Data for this task Start Marker

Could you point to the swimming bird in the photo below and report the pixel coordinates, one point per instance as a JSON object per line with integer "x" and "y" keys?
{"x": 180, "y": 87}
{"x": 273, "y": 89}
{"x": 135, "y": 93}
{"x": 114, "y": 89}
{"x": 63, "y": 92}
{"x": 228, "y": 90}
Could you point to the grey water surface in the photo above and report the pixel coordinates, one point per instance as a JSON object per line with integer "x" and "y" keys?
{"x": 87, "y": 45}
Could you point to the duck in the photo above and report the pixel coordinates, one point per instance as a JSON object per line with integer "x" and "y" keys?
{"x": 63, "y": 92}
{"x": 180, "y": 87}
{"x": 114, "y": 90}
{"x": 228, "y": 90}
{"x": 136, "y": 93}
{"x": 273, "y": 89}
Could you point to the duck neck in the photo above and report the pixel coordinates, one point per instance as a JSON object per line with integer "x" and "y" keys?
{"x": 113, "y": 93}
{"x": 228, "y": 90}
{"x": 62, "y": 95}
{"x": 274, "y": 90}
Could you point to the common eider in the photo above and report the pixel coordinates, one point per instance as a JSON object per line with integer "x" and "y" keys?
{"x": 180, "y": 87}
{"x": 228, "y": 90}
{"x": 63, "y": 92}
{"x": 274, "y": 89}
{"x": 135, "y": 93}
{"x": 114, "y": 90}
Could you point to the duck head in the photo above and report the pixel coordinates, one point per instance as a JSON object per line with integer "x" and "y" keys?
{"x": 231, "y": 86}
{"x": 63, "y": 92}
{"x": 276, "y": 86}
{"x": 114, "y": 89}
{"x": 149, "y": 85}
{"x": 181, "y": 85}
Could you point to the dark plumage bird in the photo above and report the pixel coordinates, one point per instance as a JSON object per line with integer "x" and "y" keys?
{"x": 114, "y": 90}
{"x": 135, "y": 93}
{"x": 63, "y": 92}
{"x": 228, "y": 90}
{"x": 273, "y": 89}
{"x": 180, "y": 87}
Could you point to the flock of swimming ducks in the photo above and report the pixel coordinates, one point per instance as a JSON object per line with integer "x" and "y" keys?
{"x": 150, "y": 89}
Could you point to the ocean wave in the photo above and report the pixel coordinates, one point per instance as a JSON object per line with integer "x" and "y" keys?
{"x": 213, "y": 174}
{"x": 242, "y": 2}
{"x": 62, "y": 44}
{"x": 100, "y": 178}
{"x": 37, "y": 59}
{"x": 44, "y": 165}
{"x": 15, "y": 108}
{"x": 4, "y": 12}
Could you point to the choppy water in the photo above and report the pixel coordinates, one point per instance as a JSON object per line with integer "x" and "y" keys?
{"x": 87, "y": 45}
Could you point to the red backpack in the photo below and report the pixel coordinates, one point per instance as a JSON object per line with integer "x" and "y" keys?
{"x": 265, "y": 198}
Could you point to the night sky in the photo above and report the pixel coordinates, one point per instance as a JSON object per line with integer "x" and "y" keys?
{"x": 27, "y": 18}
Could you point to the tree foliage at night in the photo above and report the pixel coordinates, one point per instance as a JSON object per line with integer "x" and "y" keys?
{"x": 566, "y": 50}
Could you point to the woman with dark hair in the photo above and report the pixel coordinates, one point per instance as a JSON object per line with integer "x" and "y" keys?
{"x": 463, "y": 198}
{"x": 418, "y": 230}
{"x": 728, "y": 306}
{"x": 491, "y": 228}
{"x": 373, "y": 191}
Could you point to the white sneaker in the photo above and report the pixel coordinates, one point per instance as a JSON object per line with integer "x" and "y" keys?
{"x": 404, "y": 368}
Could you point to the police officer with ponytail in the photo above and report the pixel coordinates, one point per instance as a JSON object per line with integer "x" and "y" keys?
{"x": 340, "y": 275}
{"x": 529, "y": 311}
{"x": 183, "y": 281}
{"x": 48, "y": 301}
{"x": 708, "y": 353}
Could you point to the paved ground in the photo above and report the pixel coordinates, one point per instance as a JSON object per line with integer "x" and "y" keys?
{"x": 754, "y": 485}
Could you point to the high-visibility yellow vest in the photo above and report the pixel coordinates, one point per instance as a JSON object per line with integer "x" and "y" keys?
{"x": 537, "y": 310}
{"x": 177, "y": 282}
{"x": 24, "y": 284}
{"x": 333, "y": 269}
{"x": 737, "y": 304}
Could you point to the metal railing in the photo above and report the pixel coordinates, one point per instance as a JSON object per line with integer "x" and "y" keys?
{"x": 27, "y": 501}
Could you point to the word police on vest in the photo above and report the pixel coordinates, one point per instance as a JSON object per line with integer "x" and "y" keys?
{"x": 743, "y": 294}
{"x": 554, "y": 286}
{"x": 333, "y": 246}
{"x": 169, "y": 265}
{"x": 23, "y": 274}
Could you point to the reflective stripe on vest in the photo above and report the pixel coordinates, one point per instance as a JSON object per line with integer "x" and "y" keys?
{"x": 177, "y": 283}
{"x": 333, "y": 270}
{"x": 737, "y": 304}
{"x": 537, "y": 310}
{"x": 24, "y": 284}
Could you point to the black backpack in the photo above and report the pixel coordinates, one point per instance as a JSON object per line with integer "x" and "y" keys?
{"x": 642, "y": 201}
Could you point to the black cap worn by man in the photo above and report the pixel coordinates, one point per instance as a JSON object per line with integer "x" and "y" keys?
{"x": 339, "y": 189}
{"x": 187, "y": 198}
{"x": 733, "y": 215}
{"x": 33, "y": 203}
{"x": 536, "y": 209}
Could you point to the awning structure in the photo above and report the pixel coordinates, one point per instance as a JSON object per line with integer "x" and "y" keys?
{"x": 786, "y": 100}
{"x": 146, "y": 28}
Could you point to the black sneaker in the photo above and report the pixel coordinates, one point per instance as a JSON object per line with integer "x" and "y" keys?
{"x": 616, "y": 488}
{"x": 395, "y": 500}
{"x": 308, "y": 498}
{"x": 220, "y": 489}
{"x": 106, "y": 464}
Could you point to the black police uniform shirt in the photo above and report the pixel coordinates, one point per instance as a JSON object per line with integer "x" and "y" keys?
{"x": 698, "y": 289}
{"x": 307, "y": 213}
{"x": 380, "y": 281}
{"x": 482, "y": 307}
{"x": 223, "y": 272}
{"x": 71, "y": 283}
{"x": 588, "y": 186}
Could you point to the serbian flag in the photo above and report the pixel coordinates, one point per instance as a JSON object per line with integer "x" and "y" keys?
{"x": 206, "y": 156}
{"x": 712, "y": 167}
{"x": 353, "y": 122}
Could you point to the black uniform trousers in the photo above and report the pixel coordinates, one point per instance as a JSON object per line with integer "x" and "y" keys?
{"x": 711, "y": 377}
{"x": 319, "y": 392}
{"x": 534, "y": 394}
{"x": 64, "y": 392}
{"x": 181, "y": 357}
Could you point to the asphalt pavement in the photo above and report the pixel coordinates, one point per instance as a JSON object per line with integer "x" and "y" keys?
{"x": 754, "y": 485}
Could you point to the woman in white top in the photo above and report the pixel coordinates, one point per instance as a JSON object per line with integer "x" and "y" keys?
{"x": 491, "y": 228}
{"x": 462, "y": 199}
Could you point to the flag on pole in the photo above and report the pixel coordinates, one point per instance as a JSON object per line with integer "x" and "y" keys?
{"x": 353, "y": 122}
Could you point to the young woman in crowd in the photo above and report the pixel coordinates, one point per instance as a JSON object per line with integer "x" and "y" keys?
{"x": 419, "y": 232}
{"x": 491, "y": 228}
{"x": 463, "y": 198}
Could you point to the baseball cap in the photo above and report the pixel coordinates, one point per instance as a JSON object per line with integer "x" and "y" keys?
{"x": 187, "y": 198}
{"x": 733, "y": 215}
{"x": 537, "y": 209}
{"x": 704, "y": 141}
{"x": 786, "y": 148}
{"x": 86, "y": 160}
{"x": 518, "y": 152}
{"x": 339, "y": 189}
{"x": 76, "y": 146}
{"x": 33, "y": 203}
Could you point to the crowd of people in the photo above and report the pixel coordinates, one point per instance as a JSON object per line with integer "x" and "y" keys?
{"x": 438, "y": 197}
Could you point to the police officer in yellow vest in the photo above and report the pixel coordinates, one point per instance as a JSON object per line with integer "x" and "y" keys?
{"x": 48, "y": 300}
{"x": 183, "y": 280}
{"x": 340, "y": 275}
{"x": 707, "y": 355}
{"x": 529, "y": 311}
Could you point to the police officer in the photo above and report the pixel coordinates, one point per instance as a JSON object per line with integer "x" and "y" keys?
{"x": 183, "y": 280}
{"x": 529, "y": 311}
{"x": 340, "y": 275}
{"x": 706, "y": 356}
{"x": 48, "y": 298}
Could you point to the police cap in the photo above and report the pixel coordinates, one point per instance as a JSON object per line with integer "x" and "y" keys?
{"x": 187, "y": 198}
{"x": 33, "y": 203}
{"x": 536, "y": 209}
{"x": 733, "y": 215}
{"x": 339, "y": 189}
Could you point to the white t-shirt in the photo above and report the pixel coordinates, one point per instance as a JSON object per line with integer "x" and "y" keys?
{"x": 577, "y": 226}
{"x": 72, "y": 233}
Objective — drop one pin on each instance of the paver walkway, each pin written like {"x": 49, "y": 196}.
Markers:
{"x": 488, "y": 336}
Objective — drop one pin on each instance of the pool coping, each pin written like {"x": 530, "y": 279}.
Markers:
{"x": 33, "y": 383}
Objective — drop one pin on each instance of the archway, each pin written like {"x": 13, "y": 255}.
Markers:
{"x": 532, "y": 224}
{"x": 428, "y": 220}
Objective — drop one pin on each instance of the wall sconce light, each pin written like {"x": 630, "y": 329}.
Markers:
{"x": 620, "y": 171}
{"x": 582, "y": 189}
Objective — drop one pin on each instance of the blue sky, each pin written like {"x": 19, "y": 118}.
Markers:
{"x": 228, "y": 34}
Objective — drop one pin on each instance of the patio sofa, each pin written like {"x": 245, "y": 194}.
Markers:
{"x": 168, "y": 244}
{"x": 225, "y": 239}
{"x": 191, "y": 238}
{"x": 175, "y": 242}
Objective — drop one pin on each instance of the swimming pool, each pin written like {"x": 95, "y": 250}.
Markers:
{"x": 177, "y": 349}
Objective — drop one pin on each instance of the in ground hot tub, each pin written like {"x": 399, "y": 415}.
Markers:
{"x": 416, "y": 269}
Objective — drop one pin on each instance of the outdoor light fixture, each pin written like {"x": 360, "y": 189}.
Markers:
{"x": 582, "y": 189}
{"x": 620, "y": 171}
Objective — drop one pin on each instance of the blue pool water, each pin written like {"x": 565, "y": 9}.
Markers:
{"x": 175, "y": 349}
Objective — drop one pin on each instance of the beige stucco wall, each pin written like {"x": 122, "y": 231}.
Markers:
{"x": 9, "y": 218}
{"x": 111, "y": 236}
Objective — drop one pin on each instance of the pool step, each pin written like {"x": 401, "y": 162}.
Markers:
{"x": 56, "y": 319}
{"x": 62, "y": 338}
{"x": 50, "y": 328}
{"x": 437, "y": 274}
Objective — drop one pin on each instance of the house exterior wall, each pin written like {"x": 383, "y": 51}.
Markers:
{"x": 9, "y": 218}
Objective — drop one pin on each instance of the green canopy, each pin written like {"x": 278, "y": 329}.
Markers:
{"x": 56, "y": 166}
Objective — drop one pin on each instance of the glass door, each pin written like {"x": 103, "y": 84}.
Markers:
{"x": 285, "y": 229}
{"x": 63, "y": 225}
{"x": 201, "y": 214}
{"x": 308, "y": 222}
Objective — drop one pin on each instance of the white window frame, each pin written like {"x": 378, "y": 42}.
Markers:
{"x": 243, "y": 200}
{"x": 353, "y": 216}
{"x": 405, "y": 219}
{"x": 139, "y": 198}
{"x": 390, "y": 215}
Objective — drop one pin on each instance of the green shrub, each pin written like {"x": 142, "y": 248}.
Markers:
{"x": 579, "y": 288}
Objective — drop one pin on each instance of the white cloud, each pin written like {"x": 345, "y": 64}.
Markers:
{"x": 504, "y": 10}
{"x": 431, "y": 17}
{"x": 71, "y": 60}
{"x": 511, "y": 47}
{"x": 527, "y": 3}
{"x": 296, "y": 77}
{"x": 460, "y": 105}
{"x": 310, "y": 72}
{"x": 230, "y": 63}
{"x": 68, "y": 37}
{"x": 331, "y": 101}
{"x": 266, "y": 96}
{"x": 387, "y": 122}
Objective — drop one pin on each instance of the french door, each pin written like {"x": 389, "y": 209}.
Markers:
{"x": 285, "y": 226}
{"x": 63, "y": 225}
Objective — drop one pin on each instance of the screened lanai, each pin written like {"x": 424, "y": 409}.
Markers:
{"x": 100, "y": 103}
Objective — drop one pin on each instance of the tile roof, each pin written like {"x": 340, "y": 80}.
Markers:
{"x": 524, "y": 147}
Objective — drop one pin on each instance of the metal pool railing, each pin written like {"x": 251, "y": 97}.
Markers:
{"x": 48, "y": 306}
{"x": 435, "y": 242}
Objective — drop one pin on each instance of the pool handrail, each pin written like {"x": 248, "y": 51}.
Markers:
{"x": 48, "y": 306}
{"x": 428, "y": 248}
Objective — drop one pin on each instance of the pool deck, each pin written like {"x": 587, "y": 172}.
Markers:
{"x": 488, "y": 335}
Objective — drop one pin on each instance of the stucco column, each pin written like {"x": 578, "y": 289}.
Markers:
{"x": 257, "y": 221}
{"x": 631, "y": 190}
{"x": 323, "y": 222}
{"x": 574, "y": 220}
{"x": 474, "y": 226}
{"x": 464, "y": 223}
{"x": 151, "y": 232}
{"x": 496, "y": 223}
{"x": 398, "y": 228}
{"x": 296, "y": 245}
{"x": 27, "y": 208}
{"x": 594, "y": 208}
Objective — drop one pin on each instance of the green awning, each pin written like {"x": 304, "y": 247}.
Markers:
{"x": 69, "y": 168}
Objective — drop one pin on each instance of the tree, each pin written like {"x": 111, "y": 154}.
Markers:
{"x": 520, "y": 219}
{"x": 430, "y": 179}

Data for this task End Marker

▶ **Work to complete**
Output the lines above between the one holding "pool deck, each" and the one holding "Objective — drop one pin on each instance of the stucco", inclusive, with nothing before or after them.

▶ **Task response**
Objective — drop one pin on each instance of the pool deck, each pin written like {"x": 587, "y": 172}.
Markers:
{"x": 488, "y": 335}
Objective — drop one pin on each instance of the stucco column, each pin written like {"x": 578, "y": 289}.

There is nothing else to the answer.